LISTED RECORDS START

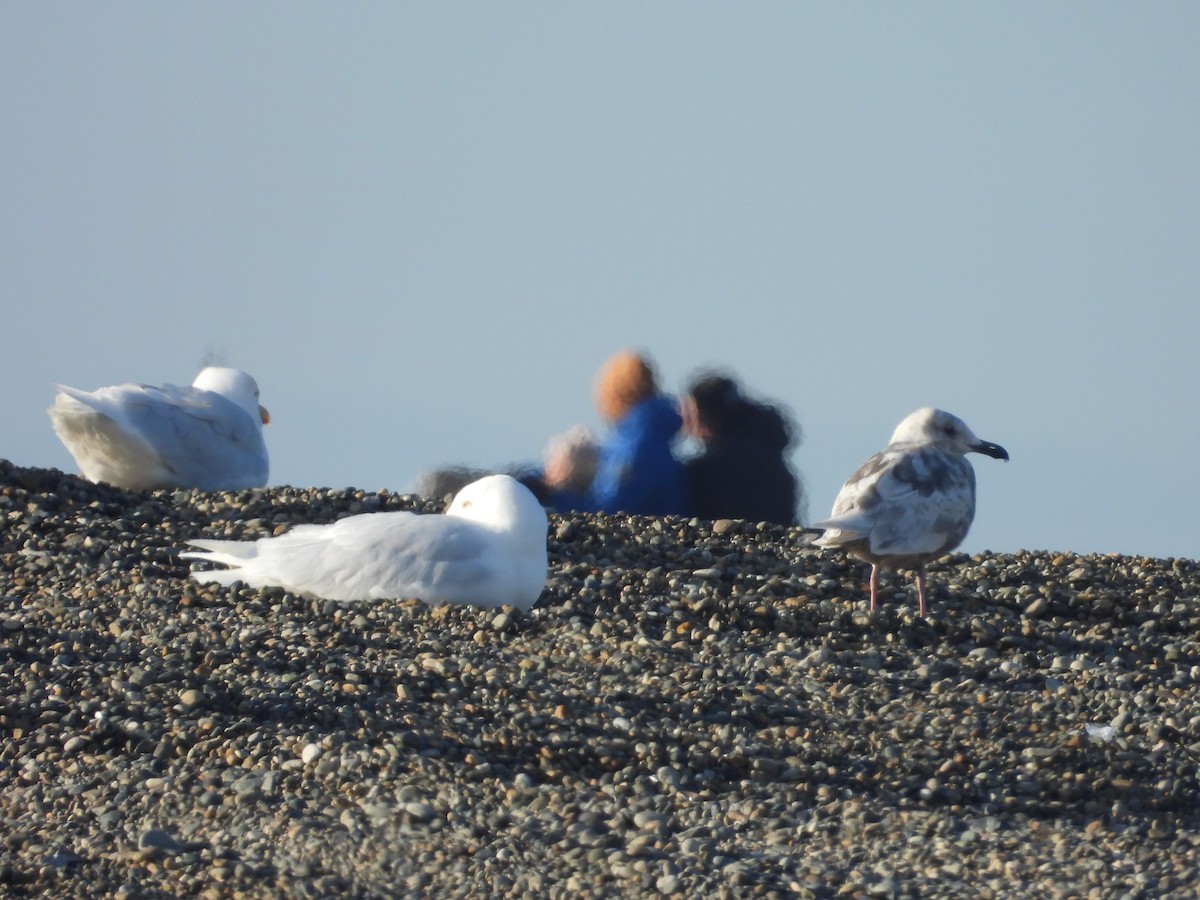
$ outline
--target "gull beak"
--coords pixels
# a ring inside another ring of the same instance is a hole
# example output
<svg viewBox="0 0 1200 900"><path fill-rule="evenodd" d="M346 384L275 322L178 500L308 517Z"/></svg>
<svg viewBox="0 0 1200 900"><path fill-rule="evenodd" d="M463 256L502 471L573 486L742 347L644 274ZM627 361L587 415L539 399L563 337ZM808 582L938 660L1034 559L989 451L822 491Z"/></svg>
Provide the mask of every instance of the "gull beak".
<svg viewBox="0 0 1200 900"><path fill-rule="evenodd" d="M259 417L260 419L262 419L262 423L263 423L264 425L270 425L270 424L271 424L271 414L270 414L269 412L267 412L267 408L266 408L265 406L263 406L261 403L260 403L260 404L259 404L259 406L258 406L258 417ZM1005 458L1005 459L1008 459L1008 457L1007 457L1007 456L1006 456L1006 457L1004 457L1004 458Z"/></svg>
<svg viewBox="0 0 1200 900"><path fill-rule="evenodd" d="M980 441L978 444L972 444L971 449L976 453L982 453L984 456L990 456L992 459L1008 460L1008 451L999 444L993 444L991 441Z"/></svg>

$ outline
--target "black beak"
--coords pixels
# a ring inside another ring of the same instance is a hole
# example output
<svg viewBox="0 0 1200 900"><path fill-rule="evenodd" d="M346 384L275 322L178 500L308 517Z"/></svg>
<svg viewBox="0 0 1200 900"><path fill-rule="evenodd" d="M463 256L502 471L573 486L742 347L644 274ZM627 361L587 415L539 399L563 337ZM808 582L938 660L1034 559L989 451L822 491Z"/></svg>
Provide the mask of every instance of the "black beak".
<svg viewBox="0 0 1200 900"><path fill-rule="evenodd" d="M999 444L993 444L991 441L980 441L971 447L976 453L982 453L984 456L990 456L992 459L1008 459L1008 451Z"/></svg>

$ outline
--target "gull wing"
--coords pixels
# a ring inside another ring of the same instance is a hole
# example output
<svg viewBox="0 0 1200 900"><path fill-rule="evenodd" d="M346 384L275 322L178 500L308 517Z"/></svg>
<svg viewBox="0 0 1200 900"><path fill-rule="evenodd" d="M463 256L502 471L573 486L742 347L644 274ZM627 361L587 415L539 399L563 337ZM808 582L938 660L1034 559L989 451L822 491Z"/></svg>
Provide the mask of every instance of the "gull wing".
<svg viewBox="0 0 1200 900"><path fill-rule="evenodd" d="M834 502L824 546L865 540L873 554L945 552L975 516L975 472L961 456L933 447L889 447L859 467Z"/></svg>
<svg viewBox="0 0 1200 900"><path fill-rule="evenodd" d="M495 575L494 541L451 516L367 513L252 543L192 541L205 552L183 555L235 567L193 573L202 581L277 585L330 600L472 602Z"/></svg>

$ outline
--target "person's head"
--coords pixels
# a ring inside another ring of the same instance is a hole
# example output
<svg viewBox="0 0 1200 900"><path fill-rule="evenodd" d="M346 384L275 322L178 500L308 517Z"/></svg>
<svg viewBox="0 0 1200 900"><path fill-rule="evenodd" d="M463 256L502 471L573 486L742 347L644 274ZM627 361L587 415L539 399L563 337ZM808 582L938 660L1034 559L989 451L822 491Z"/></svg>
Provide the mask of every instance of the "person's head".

LISTED RECORDS END

EXERCISE GOAL:
Set the pictures aside and transcribe the data above exactly.

RESULT:
$ outline
--target "gull beak"
--coords pixels
# a ring inside another ring of the same instance is a hole
# example output
<svg viewBox="0 0 1200 900"><path fill-rule="evenodd" d="M346 384L275 322L178 500L308 517Z"/></svg>
<svg viewBox="0 0 1200 900"><path fill-rule="evenodd" d="M463 256L502 471L573 486L742 347L644 274ZM627 361L587 415L539 399L563 337ZM808 582L938 660L1034 559L989 451L822 491Z"/></svg>
Provide the mask of every instance of the "gull beak".
<svg viewBox="0 0 1200 900"><path fill-rule="evenodd" d="M259 417L260 419L262 419L262 423L263 423L264 425L270 425L270 424L271 424L271 414L270 414L269 412L267 412L267 408L266 408L265 406L263 406L261 403L260 403L260 404L259 404L259 406L258 406L258 417ZM1005 458L1005 459L1008 459L1008 457L1007 457L1007 456L1006 456L1006 457L1004 457L1004 458Z"/></svg>
<svg viewBox="0 0 1200 900"><path fill-rule="evenodd" d="M980 441L978 444L972 444L971 449L976 453L982 453L984 456L990 456L992 459L1008 460L1008 451L999 444L993 444L991 441Z"/></svg>

$ outline
--target "black beak"
--coords pixels
# a ring inside another ring of the same instance is a hole
# example output
<svg viewBox="0 0 1200 900"><path fill-rule="evenodd" d="M346 384L275 322L178 500L308 517Z"/></svg>
<svg viewBox="0 0 1200 900"><path fill-rule="evenodd" d="M463 256L502 471L573 486L742 347L644 274ZM627 361L587 415L539 399L563 337ZM808 582L938 660L1034 559L989 451L822 491Z"/></svg>
Provide the mask of every instance of the "black beak".
<svg viewBox="0 0 1200 900"><path fill-rule="evenodd" d="M999 444L993 444L991 441L980 441L971 447L976 453L982 453L984 456L990 456L992 459L1008 459L1008 451Z"/></svg>

$ outline
--target "gull wing"
--coords pixels
# a ring inside another ring of the same instance is a hole
# example output
<svg viewBox="0 0 1200 900"><path fill-rule="evenodd" d="M346 384L275 322L178 500L308 517Z"/></svg>
<svg viewBox="0 0 1200 900"><path fill-rule="evenodd" d="M463 256L502 471L573 486L742 347L644 274ZM627 361L587 415L539 399L563 337ZM808 582L938 660L1034 559L989 451L822 491Z"/></svg>
Provide the mask of every instance of the "gull wing".
<svg viewBox="0 0 1200 900"><path fill-rule="evenodd" d="M834 502L824 546L865 540L873 554L945 552L975 516L975 472L961 456L933 447L889 447L859 467Z"/></svg>
<svg viewBox="0 0 1200 900"><path fill-rule="evenodd" d="M495 575L494 541L451 516L367 513L252 543L192 541L205 552L183 555L235 567L193 573L202 581L277 585L330 600L472 602Z"/></svg>

$ outline
--target "person's head"
--coords pixels
# a ring inside another ring of the same instance is a hole
# example output
<svg viewBox="0 0 1200 900"><path fill-rule="evenodd" d="M346 384L275 322L178 500L308 517Z"/></svg>
<svg viewBox="0 0 1200 900"><path fill-rule="evenodd" d="M463 256L502 471L573 486L742 347L644 274ZM627 361L587 415L539 399L563 337ZM808 582L938 660L1034 559L989 451L822 491Z"/></svg>
Provide the mask of every instance of the "person's head".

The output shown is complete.